_Exercise goal:_ Which lines of the data contain the string "flower"? Copy every one of them.

(Beginning of Material to process)

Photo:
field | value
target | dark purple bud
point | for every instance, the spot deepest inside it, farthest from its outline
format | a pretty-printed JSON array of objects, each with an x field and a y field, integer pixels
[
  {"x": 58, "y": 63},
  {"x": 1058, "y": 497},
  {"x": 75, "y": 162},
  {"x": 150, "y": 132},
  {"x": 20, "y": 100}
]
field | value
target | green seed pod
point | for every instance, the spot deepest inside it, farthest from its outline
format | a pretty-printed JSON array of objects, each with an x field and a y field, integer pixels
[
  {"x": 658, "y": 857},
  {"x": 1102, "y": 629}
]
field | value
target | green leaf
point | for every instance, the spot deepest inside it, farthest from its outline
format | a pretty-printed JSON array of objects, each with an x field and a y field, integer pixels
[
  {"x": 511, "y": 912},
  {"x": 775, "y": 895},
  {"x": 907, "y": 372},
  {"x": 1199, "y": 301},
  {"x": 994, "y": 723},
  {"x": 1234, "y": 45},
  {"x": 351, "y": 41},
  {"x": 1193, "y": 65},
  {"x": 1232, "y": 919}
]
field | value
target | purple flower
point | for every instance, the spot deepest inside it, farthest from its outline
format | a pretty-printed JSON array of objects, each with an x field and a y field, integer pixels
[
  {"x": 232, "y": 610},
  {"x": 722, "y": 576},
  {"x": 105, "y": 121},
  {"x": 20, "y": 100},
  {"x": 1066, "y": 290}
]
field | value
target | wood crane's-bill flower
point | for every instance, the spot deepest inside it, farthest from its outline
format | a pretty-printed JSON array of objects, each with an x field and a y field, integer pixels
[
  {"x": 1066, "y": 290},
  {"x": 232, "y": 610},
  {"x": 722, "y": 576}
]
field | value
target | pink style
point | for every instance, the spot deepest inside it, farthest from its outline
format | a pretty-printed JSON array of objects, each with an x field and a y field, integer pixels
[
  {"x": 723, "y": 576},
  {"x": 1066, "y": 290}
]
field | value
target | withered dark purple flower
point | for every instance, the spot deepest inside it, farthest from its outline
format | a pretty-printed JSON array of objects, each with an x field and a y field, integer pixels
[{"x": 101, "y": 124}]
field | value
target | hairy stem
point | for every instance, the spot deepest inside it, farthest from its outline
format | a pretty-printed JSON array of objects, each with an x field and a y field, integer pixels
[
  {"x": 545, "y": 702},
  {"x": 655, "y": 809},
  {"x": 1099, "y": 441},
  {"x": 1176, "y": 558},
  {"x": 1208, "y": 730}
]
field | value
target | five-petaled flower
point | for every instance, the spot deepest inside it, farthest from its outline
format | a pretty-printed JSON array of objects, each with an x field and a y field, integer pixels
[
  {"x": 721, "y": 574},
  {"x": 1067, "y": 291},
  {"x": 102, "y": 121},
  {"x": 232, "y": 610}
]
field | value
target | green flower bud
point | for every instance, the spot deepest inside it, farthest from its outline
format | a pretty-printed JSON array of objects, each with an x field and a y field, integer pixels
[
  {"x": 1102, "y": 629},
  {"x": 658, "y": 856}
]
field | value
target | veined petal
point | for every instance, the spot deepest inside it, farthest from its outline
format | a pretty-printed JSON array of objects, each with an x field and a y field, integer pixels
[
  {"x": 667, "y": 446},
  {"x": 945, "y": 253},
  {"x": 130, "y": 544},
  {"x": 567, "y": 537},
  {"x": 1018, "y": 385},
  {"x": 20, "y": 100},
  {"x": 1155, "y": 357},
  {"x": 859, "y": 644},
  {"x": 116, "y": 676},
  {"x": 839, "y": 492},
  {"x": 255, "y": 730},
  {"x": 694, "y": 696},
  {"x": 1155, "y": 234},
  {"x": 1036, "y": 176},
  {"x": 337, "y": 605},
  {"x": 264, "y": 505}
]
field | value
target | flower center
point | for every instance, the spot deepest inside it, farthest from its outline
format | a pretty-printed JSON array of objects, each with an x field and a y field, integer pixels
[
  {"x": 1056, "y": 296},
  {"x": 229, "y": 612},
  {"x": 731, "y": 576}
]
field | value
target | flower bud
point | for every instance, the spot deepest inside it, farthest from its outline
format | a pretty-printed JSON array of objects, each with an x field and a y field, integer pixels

(End of Material to process)

_Result of the exercise:_
target | purple flower
target | wood crane's-bill flower
target | withered dark purple flower
target | five-petaled flower
target | green flower bud
target | flower center
target | flower bud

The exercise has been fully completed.